■ What is asked: Gather every line of the following records that contains the string "beetle".

Named object pointing entries
──────────────────────────────

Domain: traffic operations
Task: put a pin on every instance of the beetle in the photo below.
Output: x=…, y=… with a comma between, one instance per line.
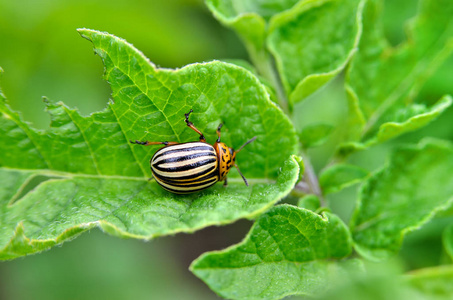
x=184, y=168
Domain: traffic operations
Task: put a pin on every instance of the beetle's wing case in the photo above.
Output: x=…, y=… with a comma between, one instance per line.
x=185, y=168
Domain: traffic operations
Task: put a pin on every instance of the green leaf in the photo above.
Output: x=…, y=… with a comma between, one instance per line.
x=249, y=18
x=288, y=251
x=314, y=135
x=310, y=202
x=432, y=283
x=313, y=42
x=401, y=197
x=447, y=239
x=82, y=172
x=338, y=177
x=406, y=119
x=382, y=79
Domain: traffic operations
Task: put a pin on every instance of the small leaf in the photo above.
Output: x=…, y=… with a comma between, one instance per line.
x=382, y=79
x=310, y=202
x=401, y=197
x=314, y=135
x=288, y=251
x=248, y=18
x=313, y=42
x=82, y=172
x=338, y=177
x=432, y=283
x=407, y=119
x=447, y=239
x=411, y=118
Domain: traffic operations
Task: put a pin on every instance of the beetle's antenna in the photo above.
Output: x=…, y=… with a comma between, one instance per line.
x=239, y=171
x=218, y=132
x=246, y=143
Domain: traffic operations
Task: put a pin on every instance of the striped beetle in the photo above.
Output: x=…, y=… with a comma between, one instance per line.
x=184, y=168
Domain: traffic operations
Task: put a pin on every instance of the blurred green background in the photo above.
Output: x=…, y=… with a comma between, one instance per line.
x=42, y=55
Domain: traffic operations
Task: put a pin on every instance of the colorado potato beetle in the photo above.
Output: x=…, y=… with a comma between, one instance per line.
x=184, y=168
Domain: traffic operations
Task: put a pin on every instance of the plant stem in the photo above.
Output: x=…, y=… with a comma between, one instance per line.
x=265, y=67
x=311, y=179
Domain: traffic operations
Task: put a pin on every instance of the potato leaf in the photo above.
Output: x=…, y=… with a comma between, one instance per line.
x=82, y=172
x=288, y=251
x=401, y=197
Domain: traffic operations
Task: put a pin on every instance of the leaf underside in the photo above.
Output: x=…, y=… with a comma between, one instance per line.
x=401, y=197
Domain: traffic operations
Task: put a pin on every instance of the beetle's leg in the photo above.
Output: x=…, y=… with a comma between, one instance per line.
x=146, y=143
x=239, y=171
x=190, y=124
x=218, y=132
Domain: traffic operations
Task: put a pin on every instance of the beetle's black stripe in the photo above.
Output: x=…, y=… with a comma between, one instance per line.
x=182, y=158
x=184, y=167
x=191, y=176
x=182, y=181
x=167, y=150
x=194, y=184
x=184, y=189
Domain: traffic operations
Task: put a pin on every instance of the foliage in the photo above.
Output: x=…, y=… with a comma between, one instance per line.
x=83, y=173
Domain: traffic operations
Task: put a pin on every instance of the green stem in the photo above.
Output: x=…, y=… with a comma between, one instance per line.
x=311, y=179
x=266, y=68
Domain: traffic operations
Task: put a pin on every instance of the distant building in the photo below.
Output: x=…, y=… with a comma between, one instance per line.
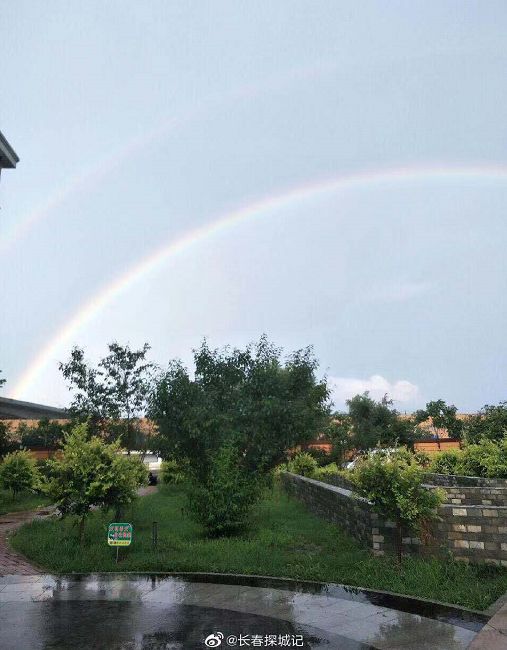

──────────────────────────────

■ Answer below:
Task: put a pin on every instance of the beetle in the photo below.
Task: put a pin on every instance of the beetle's wing case in the photo above.
Task: put a pin on every instance of the beetle's antenna in the photo above.
Task: put a pin on every instance of the striped beetle in the photo above.
Task: put a pin on every instance of the colorado potato beetle in the photo above.
Task: put a pin on every instance of the beetle's leg in the photo above.
Task: put a pin on every instance of the beetle's black stripe in the photo above.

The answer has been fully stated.